→ Your instructions:
What is needed is every line of the data that includes the word "instance". Please copy each one.

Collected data
***

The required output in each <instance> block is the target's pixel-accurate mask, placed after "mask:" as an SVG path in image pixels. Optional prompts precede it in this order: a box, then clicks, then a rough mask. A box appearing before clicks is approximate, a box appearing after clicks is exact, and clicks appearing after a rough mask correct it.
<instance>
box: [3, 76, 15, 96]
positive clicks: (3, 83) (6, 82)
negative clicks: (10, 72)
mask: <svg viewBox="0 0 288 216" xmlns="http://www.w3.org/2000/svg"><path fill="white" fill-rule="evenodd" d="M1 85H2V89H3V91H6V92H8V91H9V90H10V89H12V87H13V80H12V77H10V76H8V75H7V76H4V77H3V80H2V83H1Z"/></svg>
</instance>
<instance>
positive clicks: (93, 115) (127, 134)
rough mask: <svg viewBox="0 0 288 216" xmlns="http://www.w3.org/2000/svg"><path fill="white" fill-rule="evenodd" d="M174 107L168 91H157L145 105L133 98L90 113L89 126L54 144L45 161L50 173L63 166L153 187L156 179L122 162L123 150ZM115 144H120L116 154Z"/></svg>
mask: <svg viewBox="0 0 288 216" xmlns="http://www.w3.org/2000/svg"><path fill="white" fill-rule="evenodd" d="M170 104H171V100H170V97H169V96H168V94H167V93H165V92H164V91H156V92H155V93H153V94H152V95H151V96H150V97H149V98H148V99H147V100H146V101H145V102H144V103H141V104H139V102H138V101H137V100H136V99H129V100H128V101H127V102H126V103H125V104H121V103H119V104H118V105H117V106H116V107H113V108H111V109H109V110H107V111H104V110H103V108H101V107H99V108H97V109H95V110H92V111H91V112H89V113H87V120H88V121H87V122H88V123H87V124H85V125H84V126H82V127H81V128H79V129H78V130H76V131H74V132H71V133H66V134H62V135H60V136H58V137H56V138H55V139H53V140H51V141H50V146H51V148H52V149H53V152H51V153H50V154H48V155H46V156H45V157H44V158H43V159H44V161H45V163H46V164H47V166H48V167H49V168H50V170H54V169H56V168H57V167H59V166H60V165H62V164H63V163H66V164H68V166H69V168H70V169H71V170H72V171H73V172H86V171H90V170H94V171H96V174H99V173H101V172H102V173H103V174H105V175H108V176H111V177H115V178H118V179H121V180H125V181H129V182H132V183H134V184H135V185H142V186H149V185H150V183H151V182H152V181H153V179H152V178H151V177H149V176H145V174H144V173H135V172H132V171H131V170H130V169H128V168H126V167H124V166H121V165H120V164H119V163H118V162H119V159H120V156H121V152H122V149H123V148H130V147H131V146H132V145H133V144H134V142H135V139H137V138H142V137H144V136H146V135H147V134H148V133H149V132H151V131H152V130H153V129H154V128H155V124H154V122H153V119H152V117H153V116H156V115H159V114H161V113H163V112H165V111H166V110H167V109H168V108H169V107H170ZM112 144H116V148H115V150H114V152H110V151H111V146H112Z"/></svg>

***

→ Response to the task:
The required output in each <instance> block is the target's pixel-accurate mask, placed after "mask:" as an SVG path in image pixels. Optional prompts precede it in this order: a box, then clicks, then a rough mask. A box appearing before clicks is approximate, a box appearing after clicks is exact, and clicks appearing after a rough mask correct it.
<instance>
</instance>
<instance>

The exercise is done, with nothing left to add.